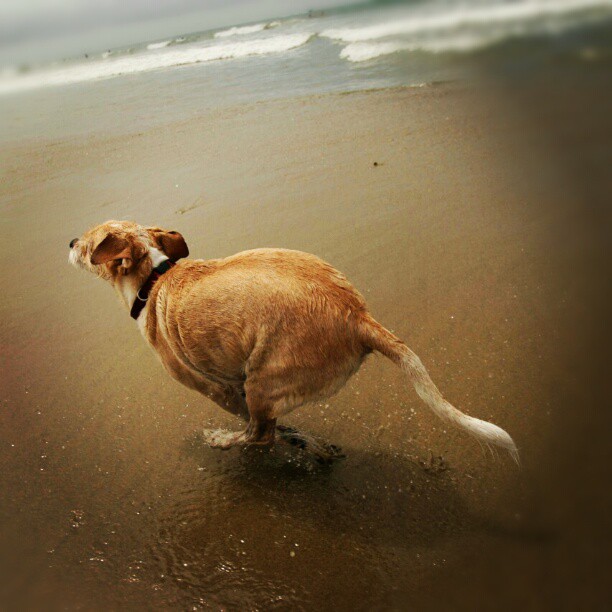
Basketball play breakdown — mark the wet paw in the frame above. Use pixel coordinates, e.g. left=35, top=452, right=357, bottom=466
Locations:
left=201, top=429, right=242, bottom=450
left=276, top=426, right=346, bottom=463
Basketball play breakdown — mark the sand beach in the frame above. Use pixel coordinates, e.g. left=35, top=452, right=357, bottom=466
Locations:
left=1, top=3, right=611, bottom=608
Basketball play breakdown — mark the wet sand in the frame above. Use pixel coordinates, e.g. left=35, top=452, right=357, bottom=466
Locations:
left=1, top=72, right=610, bottom=609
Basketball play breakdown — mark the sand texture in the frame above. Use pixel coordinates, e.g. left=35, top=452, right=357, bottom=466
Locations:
left=1, top=76, right=610, bottom=609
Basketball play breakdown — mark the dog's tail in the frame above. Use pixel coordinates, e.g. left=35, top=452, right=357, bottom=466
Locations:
left=358, top=314, right=519, bottom=464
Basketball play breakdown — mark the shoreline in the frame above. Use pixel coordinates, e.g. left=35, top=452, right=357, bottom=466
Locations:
left=0, top=80, right=450, bottom=147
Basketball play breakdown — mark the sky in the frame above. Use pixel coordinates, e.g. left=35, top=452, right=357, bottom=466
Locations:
left=0, top=0, right=355, bottom=67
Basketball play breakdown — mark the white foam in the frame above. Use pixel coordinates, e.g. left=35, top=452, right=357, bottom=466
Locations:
left=322, top=0, right=612, bottom=43
left=340, top=41, right=408, bottom=63
left=340, top=33, right=503, bottom=62
left=1, top=66, right=18, bottom=78
left=214, top=21, right=279, bottom=38
left=0, top=33, right=313, bottom=95
left=147, top=40, right=172, bottom=50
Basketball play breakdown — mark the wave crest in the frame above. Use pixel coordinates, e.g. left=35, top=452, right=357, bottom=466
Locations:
left=147, top=40, right=172, bottom=50
left=0, top=33, right=313, bottom=95
left=323, top=0, right=612, bottom=43
left=214, top=21, right=280, bottom=39
left=340, top=33, right=503, bottom=62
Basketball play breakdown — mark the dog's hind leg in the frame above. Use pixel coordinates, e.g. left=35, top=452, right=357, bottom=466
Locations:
left=206, top=417, right=277, bottom=449
left=207, top=385, right=249, bottom=421
left=276, top=425, right=346, bottom=464
left=207, top=389, right=277, bottom=449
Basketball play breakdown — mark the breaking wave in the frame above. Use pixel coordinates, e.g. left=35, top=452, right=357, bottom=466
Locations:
left=147, top=40, right=172, bottom=50
left=340, top=33, right=505, bottom=62
left=0, top=33, right=313, bottom=95
left=1, top=0, right=611, bottom=96
left=214, top=21, right=281, bottom=38
left=322, top=0, right=612, bottom=43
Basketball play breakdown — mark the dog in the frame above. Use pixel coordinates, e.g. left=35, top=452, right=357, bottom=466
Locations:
left=69, top=220, right=518, bottom=463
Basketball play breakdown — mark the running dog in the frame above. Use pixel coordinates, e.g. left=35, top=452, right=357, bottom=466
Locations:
left=69, top=220, right=518, bottom=463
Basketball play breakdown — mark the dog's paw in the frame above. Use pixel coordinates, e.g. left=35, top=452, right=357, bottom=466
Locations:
left=200, top=428, right=241, bottom=449
left=276, top=426, right=346, bottom=463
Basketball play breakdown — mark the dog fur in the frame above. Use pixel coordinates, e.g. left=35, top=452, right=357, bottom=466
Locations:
left=69, top=220, right=518, bottom=463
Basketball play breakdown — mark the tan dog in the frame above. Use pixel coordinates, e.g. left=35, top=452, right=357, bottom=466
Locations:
left=69, top=220, right=518, bottom=463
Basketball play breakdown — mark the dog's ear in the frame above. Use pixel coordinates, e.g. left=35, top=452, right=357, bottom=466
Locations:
left=156, top=230, right=189, bottom=261
left=91, top=234, right=136, bottom=275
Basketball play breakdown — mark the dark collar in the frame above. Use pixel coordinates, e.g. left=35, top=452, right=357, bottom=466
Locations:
left=130, top=259, right=175, bottom=320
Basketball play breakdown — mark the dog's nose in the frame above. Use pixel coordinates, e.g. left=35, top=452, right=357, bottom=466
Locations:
left=69, top=238, right=78, bottom=249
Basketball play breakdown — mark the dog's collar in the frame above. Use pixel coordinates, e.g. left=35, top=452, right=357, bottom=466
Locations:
left=130, top=259, right=175, bottom=320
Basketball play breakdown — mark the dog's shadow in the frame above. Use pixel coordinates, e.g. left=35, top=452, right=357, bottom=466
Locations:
left=178, top=430, right=470, bottom=543
left=147, top=433, right=547, bottom=608
left=150, top=433, right=473, bottom=592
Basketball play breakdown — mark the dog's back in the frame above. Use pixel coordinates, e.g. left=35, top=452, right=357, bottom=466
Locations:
left=149, top=248, right=372, bottom=414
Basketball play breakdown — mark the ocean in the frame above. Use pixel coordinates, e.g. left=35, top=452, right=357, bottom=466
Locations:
left=1, top=0, right=612, bottom=142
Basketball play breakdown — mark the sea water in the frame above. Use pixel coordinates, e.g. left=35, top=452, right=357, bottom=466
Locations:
left=1, top=0, right=611, bottom=141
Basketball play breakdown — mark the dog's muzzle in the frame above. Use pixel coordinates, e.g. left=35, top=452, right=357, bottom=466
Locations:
left=69, top=238, right=78, bottom=248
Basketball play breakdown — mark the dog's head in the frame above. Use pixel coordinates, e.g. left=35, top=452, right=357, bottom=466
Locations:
left=69, top=220, right=189, bottom=282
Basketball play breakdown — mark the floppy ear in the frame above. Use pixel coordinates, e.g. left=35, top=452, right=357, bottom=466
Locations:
left=91, top=234, right=135, bottom=275
left=91, top=234, right=130, bottom=265
left=157, top=230, right=189, bottom=261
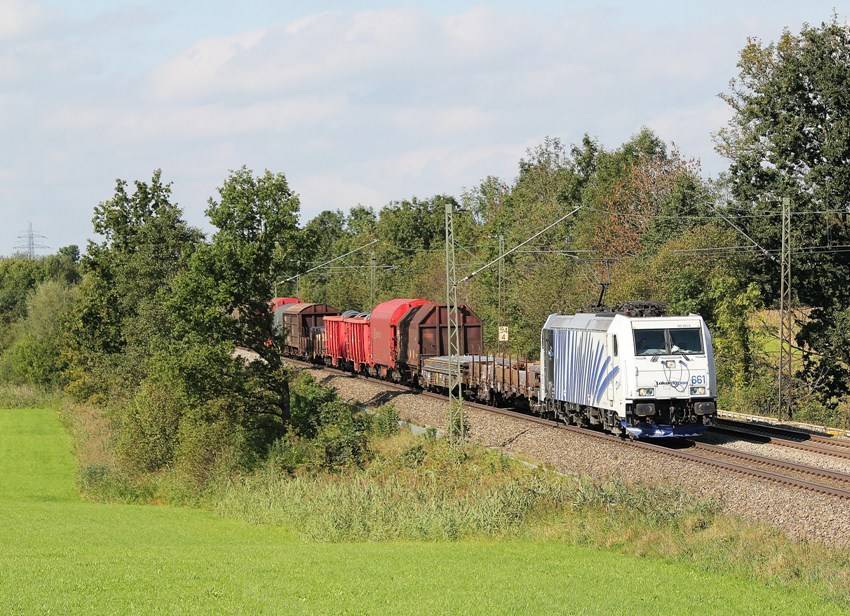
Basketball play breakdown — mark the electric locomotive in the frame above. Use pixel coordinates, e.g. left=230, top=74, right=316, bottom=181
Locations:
left=539, top=307, right=717, bottom=438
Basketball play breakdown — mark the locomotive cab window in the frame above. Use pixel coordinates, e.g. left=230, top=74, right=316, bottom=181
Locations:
left=612, top=335, right=618, bottom=357
left=670, top=328, right=703, bottom=354
left=634, top=329, right=666, bottom=356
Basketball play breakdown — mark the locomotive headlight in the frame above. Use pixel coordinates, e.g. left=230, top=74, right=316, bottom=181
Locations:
left=637, top=387, right=654, bottom=397
left=690, top=386, right=706, bottom=396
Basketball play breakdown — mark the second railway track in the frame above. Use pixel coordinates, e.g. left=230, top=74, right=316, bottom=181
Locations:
left=710, top=420, right=850, bottom=461
left=287, top=359, right=850, bottom=501
left=686, top=441, right=850, bottom=494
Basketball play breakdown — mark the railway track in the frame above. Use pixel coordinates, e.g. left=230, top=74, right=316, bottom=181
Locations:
left=687, top=442, right=850, bottom=494
left=287, top=359, right=850, bottom=501
left=710, top=420, right=850, bottom=461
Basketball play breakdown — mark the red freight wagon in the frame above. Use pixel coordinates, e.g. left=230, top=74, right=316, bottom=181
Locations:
left=370, top=298, right=427, bottom=377
left=323, top=315, right=347, bottom=366
left=399, top=302, right=483, bottom=368
left=344, top=314, right=371, bottom=372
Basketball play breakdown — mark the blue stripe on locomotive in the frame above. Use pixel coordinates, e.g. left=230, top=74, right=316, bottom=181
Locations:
left=551, top=329, right=618, bottom=407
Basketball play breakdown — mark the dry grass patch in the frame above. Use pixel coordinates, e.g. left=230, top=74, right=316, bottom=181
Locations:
left=0, top=384, right=62, bottom=409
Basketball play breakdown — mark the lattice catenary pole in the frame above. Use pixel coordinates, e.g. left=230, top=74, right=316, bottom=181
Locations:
left=498, top=234, right=505, bottom=354
left=370, top=250, right=376, bottom=308
left=778, top=196, right=793, bottom=419
left=445, top=201, right=465, bottom=440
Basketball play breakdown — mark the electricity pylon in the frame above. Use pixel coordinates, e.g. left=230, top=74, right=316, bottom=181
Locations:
left=15, top=223, right=47, bottom=259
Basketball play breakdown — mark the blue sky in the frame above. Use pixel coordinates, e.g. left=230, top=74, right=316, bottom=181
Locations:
left=1, top=1, right=846, bottom=254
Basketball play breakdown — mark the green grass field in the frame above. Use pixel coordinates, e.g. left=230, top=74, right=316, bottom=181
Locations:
left=0, top=407, right=843, bottom=615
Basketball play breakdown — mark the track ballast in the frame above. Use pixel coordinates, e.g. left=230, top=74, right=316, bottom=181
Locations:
left=286, top=359, right=850, bottom=501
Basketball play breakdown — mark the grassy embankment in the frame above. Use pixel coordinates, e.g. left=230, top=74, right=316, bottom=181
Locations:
left=1, top=396, right=849, bottom=613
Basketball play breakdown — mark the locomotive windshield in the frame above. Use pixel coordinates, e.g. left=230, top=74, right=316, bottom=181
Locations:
left=634, top=329, right=666, bottom=355
left=634, top=327, right=703, bottom=356
left=669, top=328, right=703, bottom=354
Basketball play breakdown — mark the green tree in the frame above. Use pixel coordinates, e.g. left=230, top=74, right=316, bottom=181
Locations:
left=0, top=280, right=77, bottom=386
left=346, top=206, right=377, bottom=237
left=170, top=167, right=300, bottom=356
left=0, top=249, right=80, bottom=339
left=134, top=167, right=303, bottom=477
left=64, top=170, right=201, bottom=399
left=717, top=16, right=850, bottom=396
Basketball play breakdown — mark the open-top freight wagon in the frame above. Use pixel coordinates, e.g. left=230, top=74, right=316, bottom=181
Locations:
left=419, top=354, right=540, bottom=407
left=324, top=310, right=361, bottom=367
left=270, top=296, right=301, bottom=310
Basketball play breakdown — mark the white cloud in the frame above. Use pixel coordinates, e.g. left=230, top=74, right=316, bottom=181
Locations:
left=146, top=6, right=739, bottom=128
left=390, top=106, right=496, bottom=135
left=149, top=7, right=567, bottom=103
left=379, top=142, right=527, bottom=181
left=150, top=9, right=430, bottom=101
left=151, top=28, right=267, bottom=101
left=296, top=174, right=385, bottom=216
left=46, top=98, right=346, bottom=141
left=0, top=0, right=41, bottom=40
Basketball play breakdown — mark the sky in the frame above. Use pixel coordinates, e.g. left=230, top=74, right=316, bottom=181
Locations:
left=1, top=0, right=846, bottom=254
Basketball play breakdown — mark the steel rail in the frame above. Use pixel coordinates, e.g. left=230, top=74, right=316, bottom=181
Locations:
left=689, top=441, right=850, bottom=490
left=285, top=359, right=850, bottom=500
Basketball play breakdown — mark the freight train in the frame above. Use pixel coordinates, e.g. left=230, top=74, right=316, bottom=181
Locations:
left=271, top=297, right=717, bottom=439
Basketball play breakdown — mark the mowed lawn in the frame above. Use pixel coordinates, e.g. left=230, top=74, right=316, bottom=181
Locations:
left=0, top=408, right=842, bottom=615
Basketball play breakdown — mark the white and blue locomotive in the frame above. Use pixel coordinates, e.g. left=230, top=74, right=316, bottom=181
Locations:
left=539, top=310, right=717, bottom=438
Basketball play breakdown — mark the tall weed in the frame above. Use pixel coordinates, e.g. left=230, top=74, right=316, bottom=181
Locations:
left=0, top=384, right=62, bottom=409
left=215, top=466, right=573, bottom=542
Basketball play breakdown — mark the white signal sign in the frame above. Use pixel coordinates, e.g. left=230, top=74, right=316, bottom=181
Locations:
left=498, top=326, right=509, bottom=342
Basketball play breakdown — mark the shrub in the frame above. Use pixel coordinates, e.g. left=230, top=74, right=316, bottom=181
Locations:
left=173, top=402, right=252, bottom=485
left=370, top=404, right=400, bottom=437
left=400, top=443, right=426, bottom=467
left=1, top=334, right=57, bottom=385
left=285, top=374, right=373, bottom=471
left=445, top=400, right=469, bottom=441
left=289, top=372, right=338, bottom=438
left=266, top=435, right=314, bottom=474
left=794, top=395, right=850, bottom=430
left=313, top=400, right=371, bottom=471
left=78, top=464, right=155, bottom=503
left=116, top=377, right=187, bottom=473
left=721, top=365, right=850, bottom=429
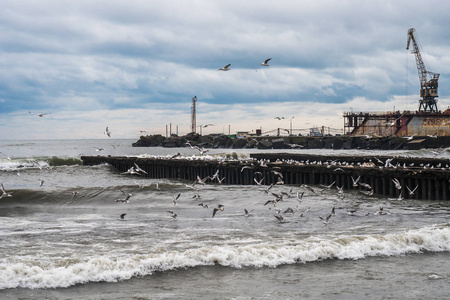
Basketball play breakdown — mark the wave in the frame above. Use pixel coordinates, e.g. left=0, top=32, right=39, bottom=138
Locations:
left=0, top=156, right=82, bottom=171
left=1, top=225, right=449, bottom=290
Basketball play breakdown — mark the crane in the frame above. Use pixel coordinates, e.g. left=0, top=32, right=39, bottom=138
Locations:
left=406, top=28, right=439, bottom=112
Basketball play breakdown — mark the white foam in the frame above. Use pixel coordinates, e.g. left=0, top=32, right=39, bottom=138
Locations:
left=1, top=225, right=449, bottom=290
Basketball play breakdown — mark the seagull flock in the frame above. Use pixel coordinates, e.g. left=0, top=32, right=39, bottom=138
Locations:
left=112, top=153, right=426, bottom=224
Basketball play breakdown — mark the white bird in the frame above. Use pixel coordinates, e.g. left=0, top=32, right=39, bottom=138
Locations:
left=0, top=183, right=13, bottom=199
left=392, top=178, right=402, bottom=190
left=218, top=64, right=231, bottom=71
left=134, top=163, right=148, bottom=175
left=0, top=152, right=11, bottom=160
left=261, top=58, right=272, bottom=66
left=104, top=127, right=111, bottom=137
left=351, top=176, right=361, bottom=187
left=254, top=177, right=265, bottom=186
left=406, top=184, right=419, bottom=197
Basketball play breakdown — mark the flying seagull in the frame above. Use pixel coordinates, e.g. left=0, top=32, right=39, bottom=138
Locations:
left=212, top=204, right=225, bottom=217
left=104, top=127, right=111, bottom=137
left=218, top=64, right=231, bottom=71
left=261, top=58, right=272, bottom=66
left=0, top=183, right=13, bottom=199
left=119, top=213, right=127, bottom=221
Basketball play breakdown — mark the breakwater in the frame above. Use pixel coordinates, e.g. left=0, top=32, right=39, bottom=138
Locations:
left=81, top=154, right=450, bottom=200
left=133, top=133, right=450, bottom=150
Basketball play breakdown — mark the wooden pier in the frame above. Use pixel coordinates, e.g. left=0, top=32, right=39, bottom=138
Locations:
left=81, top=154, right=450, bottom=200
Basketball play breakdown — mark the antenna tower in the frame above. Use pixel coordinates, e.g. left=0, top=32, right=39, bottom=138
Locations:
left=191, top=96, right=197, bottom=133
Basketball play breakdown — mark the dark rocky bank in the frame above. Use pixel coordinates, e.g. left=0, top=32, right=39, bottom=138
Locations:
left=132, top=133, right=450, bottom=150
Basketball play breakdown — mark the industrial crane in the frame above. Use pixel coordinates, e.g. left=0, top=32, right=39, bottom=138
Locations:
left=406, top=28, right=439, bottom=112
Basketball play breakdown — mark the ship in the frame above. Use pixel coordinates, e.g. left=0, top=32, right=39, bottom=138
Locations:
left=344, top=28, right=450, bottom=137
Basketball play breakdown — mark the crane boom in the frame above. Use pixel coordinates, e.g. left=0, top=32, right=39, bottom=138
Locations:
left=406, top=28, right=439, bottom=112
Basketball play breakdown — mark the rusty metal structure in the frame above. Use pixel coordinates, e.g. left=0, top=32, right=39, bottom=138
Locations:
left=407, top=28, right=440, bottom=112
left=344, top=28, right=448, bottom=137
left=344, top=109, right=450, bottom=137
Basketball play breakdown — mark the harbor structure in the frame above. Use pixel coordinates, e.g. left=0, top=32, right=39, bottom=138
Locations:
left=81, top=154, right=450, bottom=200
left=344, top=28, right=449, bottom=137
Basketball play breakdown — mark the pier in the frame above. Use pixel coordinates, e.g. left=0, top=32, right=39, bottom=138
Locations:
left=81, top=154, right=450, bottom=200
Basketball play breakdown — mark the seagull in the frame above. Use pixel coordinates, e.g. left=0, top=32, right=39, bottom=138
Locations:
left=358, top=182, right=372, bottom=190
left=198, top=203, right=208, bottom=209
left=261, top=58, right=272, bottom=66
left=155, top=183, right=161, bottom=190
left=94, top=147, right=105, bottom=152
left=254, top=177, right=265, bottom=186
left=351, top=176, right=361, bottom=187
left=274, top=117, right=285, bottom=120
left=300, top=184, right=315, bottom=194
left=115, top=191, right=132, bottom=203
left=244, top=208, right=254, bottom=217
left=274, top=214, right=285, bottom=222
left=212, top=204, right=225, bottom=217
left=167, top=210, right=177, bottom=219
left=320, top=181, right=336, bottom=190
left=375, top=207, right=387, bottom=215
left=217, top=176, right=226, bottom=184
left=172, top=193, right=181, bottom=206
left=264, top=183, right=274, bottom=194
left=392, top=178, right=402, bottom=190
left=134, top=163, right=148, bottom=175
left=283, top=207, right=295, bottom=214
left=104, top=127, right=111, bottom=137
left=0, top=152, right=11, bottom=160
left=0, top=183, right=13, bottom=199
left=406, top=184, right=418, bottom=197
left=195, top=175, right=210, bottom=185
left=121, top=166, right=141, bottom=176
left=296, top=191, right=304, bottom=202
left=38, top=179, right=45, bottom=187
left=388, top=192, right=404, bottom=201
left=218, top=64, right=231, bottom=71
left=119, top=213, right=127, bottom=221
left=72, top=191, right=80, bottom=198
left=319, top=213, right=332, bottom=225
left=271, top=170, right=283, bottom=179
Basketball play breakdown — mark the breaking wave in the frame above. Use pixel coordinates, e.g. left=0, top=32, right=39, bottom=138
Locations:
left=1, top=225, right=449, bottom=290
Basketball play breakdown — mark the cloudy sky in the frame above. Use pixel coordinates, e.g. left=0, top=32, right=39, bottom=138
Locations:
left=1, top=0, right=450, bottom=139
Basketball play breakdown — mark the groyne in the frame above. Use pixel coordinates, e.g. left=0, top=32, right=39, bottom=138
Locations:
left=132, top=133, right=450, bottom=150
left=81, top=154, right=450, bottom=200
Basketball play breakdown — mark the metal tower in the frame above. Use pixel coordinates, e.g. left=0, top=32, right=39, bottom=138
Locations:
left=191, top=96, right=197, bottom=133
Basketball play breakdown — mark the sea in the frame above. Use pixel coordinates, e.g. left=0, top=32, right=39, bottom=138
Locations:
left=0, top=139, right=449, bottom=300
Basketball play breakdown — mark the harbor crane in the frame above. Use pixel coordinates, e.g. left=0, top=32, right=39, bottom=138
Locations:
left=406, top=28, right=439, bottom=112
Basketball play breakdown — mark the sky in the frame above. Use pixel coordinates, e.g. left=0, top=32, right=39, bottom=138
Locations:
left=1, top=0, right=450, bottom=139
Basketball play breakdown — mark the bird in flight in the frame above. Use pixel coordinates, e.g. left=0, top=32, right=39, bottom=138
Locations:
left=261, top=58, right=272, bottom=66
left=218, top=64, right=231, bottom=71
left=104, top=127, right=111, bottom=137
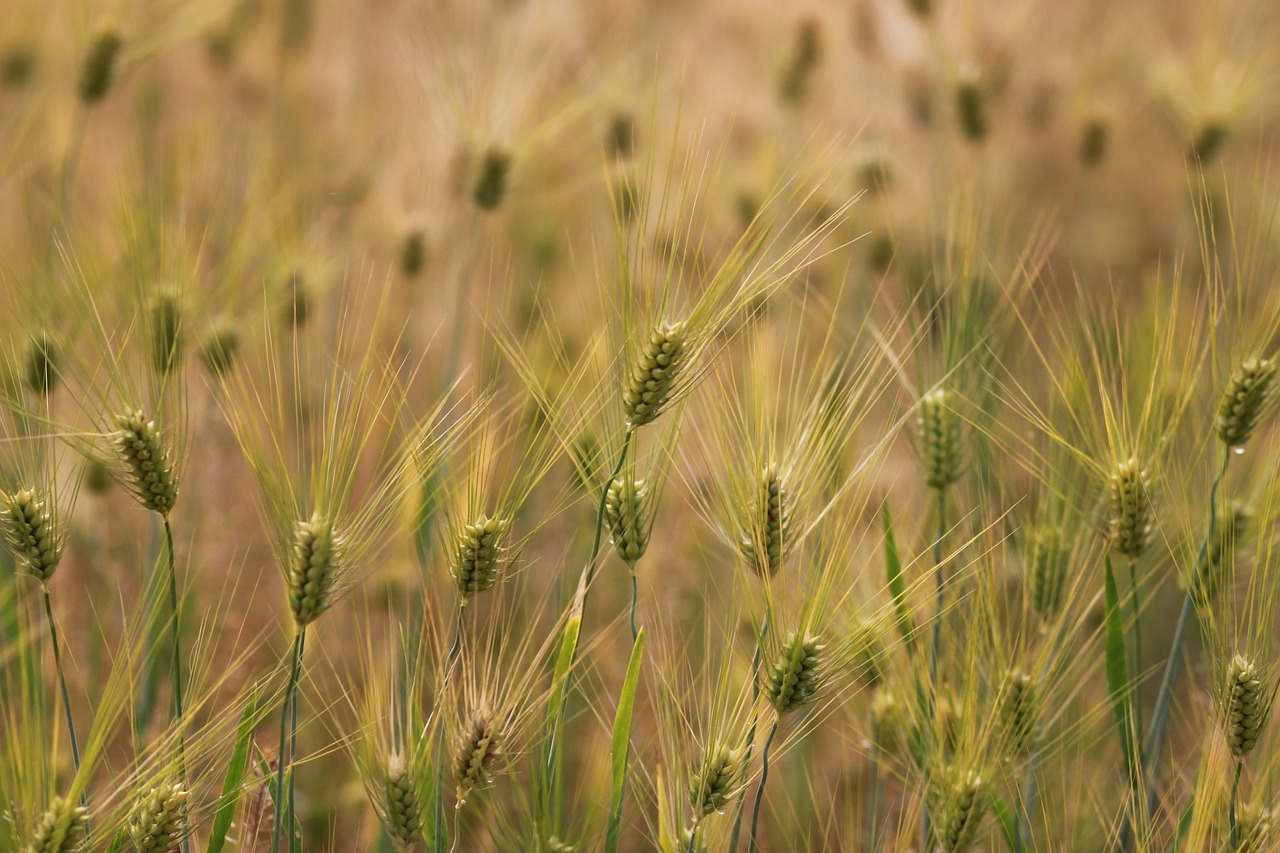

____________________

INSTRUCTIONS TO FOLLOW: Give the exact lines, and only those, from the line containing "Basketball play breakdown — mark the railway" through the line containing "Basketball play breakdown — mark the lattice" in the entries above.

SOLUTION FOR THIS EXERCISE:
Basketball play breakdown — mark the railway track in the frame above. Use pixel coordinates, e.g. left=230, top=74, right=316, bottom=181
Locations:
left=687, top=442, right=850, bottom=494
left=287, top=359, right=850, bottom=501
left=710, top=420, right=850, bottom=461
Basketball play breakdown — mark the red freight wagon in the frame above. Use pixel coordinates, e.g. left=230, top=74, right=316, bottom=181
Locations:
left=370, top=298, right=427, bottom=377
left=323, top=315, right=347, bottom=366
left=399, top=302, right=483, bottom=368
left=344, top=314, right=371, bottom=372
Basketball play breakdown — mark the blue stripe on locomotive in the frame above. Use pixel coordinates, e.g. left=230, top=74, right=316, bottom=181
Locations:
left=551, top=329, right=618, bottom=407
Basketball play breakdown — mark the dry grass patch in the frame above. Use pixel coordinates, e.g. left=230, top=74, right=316, bottom=181
Locations:
left=0, top=384, right=62, bottom=409
Basketball play breakdown — mark the lattice catenary pole in the frame above. Use pixel coordinates, e.g. left=230, top=74, right=316, bottom=181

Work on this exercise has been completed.